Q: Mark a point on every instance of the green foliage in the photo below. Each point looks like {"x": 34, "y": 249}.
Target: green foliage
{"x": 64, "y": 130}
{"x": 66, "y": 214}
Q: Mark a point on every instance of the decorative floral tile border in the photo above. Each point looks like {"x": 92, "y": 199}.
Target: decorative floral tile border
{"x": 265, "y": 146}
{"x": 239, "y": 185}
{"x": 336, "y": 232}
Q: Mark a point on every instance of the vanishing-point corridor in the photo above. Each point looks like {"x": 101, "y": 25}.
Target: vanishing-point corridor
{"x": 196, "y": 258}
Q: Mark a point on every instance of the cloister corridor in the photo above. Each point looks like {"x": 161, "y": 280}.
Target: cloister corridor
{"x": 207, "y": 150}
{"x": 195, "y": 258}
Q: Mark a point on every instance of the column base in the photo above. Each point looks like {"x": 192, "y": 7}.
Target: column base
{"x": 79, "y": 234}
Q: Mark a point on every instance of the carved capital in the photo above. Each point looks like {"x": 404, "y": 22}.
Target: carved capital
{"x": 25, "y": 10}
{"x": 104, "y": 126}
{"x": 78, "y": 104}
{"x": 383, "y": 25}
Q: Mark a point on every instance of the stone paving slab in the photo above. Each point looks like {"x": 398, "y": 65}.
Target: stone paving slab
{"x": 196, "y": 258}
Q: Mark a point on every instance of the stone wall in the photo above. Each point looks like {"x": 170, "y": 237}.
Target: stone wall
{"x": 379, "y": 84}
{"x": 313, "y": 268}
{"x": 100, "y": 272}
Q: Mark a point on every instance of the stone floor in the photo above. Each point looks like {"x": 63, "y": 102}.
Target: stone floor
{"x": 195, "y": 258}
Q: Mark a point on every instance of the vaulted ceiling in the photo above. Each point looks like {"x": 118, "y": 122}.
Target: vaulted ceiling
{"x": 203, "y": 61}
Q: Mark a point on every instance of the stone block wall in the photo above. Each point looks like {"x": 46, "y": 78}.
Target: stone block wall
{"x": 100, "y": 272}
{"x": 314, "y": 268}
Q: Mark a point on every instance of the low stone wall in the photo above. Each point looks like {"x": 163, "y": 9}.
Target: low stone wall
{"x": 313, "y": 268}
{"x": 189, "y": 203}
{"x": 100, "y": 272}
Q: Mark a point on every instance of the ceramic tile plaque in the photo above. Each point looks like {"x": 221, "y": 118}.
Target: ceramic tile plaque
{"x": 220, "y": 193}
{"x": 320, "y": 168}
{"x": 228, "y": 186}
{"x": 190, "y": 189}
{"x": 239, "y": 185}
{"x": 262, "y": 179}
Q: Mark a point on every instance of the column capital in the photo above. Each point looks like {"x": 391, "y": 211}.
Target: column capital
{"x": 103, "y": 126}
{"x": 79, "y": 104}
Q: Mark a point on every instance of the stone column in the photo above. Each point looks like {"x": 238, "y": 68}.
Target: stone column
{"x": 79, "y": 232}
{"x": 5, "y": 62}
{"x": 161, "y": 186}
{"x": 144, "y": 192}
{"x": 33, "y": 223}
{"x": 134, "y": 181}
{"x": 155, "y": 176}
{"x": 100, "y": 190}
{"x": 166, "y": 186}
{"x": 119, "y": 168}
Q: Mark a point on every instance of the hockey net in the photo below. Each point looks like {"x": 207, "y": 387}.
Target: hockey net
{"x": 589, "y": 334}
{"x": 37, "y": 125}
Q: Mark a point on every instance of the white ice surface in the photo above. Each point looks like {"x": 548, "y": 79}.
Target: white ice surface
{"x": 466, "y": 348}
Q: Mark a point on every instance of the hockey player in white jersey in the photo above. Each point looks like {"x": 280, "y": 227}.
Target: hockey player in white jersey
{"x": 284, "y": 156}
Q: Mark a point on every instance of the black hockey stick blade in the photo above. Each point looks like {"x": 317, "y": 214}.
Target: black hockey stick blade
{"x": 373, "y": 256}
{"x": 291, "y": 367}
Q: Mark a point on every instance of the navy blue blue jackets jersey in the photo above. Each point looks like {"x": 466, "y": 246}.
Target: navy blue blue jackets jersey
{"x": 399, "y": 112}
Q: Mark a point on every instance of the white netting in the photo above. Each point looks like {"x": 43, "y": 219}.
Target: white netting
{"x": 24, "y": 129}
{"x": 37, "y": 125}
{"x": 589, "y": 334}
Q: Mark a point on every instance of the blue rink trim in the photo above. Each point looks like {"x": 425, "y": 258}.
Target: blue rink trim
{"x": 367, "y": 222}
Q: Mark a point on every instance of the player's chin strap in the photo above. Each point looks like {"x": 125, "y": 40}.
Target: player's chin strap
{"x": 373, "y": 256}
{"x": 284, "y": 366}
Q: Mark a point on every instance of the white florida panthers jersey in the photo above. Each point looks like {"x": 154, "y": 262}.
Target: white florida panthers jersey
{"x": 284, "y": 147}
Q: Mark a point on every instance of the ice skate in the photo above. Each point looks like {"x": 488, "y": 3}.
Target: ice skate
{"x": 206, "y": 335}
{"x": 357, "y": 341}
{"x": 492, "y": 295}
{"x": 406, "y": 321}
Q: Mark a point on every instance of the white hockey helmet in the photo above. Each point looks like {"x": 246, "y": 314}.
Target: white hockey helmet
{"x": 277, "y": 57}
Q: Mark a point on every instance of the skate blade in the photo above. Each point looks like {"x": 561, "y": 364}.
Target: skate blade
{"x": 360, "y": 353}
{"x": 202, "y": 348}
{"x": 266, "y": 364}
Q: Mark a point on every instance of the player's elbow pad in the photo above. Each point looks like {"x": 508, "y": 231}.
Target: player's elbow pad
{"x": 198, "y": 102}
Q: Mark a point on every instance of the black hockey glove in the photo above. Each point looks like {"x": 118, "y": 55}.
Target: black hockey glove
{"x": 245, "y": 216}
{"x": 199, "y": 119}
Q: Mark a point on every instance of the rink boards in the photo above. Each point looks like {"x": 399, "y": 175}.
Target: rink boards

============================================================

The required output is the exact sequence of lines from the one containing "Q: Mark a point on every instance of the skate" through the end of the listing, both endpoints included.

**WORKED ANSWER**
Q: Mark a point on every instance of the skate blade in the photo above. Each point looks like {"x": 561, "y": 364}.
Target: skate blade
{"x": 360, "y": 353}
{"x": 202, "y": 348}
{"x": 266, "y": 364}
Q: Mark a point on every instance of the player's elbow pad in the photo above. Each point looks like {"x": 508, "y": 231}.
Target: player's elbow pad
{"x": 198, "y": 102}
Q: Mark a point on every instance of the black hockey glove in the photo above. Each point looks like {"x": 118, "y": 55}.
Target: black hockey glove
{"x": 245, "y": 216}
{"x": 199, "y": 119}
Q: Mark a point on every instance of the rink boards in the photo above. Each point looks like {"x": 399, "y": 175}.
Target: rink boards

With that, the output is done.